__Directions__:
Could you repeat the records below exactly, leaving out any pictures?

__Material shown__:
####

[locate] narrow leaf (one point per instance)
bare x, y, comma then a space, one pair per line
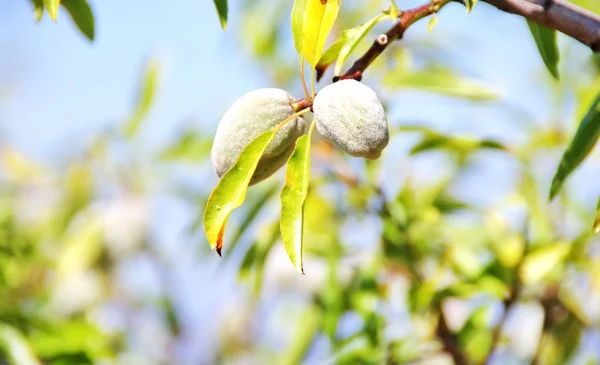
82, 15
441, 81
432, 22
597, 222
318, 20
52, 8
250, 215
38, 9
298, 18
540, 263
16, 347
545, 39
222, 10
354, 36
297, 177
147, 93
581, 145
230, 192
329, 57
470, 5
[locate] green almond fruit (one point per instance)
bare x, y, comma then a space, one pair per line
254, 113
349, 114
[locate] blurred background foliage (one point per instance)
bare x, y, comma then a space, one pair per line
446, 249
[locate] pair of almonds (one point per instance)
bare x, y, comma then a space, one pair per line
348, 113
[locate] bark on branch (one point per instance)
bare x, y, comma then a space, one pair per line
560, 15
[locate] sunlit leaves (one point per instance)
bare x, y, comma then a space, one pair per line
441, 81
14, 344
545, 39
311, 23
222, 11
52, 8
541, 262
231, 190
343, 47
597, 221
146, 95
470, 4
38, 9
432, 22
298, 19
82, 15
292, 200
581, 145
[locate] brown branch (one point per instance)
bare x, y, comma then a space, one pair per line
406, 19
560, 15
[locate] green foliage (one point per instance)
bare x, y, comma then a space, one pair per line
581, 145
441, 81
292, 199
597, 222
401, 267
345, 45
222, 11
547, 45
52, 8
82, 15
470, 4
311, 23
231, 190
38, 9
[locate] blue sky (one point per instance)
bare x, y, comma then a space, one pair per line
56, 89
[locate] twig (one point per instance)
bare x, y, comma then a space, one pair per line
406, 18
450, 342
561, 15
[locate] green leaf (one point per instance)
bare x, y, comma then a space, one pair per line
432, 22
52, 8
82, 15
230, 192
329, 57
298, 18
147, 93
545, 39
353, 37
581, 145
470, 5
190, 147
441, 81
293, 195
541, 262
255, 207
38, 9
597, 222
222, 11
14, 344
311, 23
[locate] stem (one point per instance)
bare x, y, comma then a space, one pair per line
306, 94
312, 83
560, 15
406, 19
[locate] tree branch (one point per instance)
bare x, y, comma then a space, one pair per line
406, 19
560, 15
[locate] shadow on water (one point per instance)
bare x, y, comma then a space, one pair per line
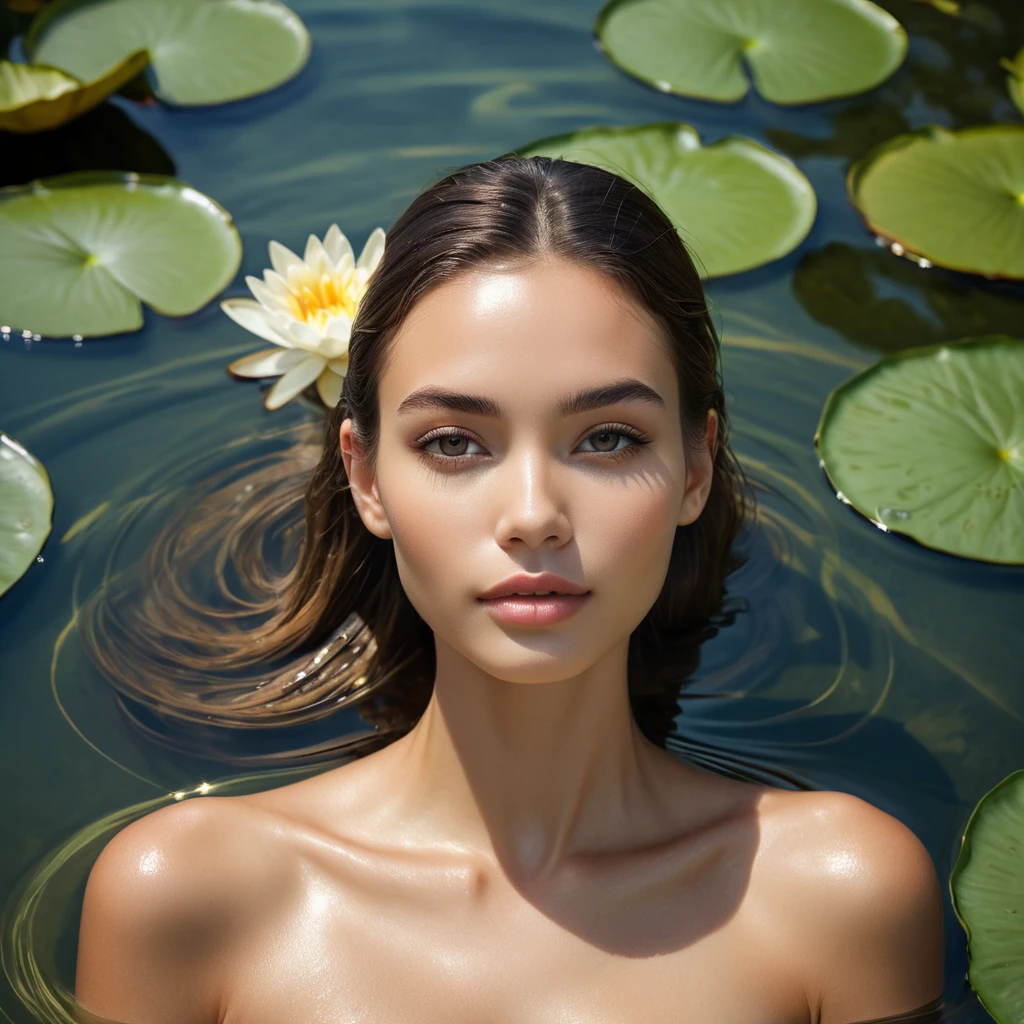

####

__The completed task__:
[locate] narrow leaf (one point per instance)
bare x, y, comma then a space, one pair per line
82, 15
441, 81
432, 22
597, 222
318, 20
52, 8
250, 215
38, 9
298, 18
540, 263
16, 347
545, 39
222, 10
354, 36
297, 177
147, 93
581, 145
230, 192
329, 57
470, 5
[locate] green almond fruit (one point per instance)
bare x, y, comma then a space, one pair per line
254, 113
349, 114
[locate] blurred background foliage (one point per instance)
bare x, y, comma then a space, one pair per line
446, 249
[locate] pair of almonds (one point per instance)
bare x, y, comma then a space, one pair per line
348, 113
[locate] bark on branch (one point per instance)
bare x, y, comma then a space, one pair per line
560, 15
[locate] sunlit leaves (one point per instance)
bare x, y, comma then a space, one pair per line
441, 81
14, 344
545, 39
311, 23
222, 11
52, 8
541, 262
231, 190
343, 47
597, 221
146, 95
470, 4
38, 9
432, 22
298, 19
82, 15
292, 200
581, 145
[locate] brown branch (one point per instance)
bare x, y, comma then a space, one pair per line
406, 19
560, 15
[locate] green foliage (one point per instance)
bare x, y, comma then a space, one pair per line
581, 145
441, 81
292, 199
597, 222
401, 267
345, 45
222, 11
547, 45
52, 8
82, 15
470, 4
311, 23
231, 190
38, 9
[locate] blue sky (one point per instance)
bare x, y, comma then a space, one pair per line
56, 89
[locate] twig (one point per instance)
bare x, y, comma then a space, one pair per line
406, 18
450, 342
561, 15
[locate] green leaf (one point per instance)
bare x, y, comma then a space, one pair per line
432, 22
52, 8
82, 15
230, 192
329, 57
298, 18
147, 93
545, 39
353, 37
581, 145
470, 5
190, 147
441, 81
293, 195
541, 262
255, 207
38, 9
597, 222
222, 11
14, 344
311, 23
[locate] stem (one point per instance)
bare x, y, comma then a space, one pair per line
306, 94
312, 83
560, 15
406, 19
[locate] tree branch (one point per instance)
bare x, y, comma then a space, one pair per line
406, 19
560, 15
[locate] shadow on water (one point per instance)
bare x, y, comma then a space, one pair per line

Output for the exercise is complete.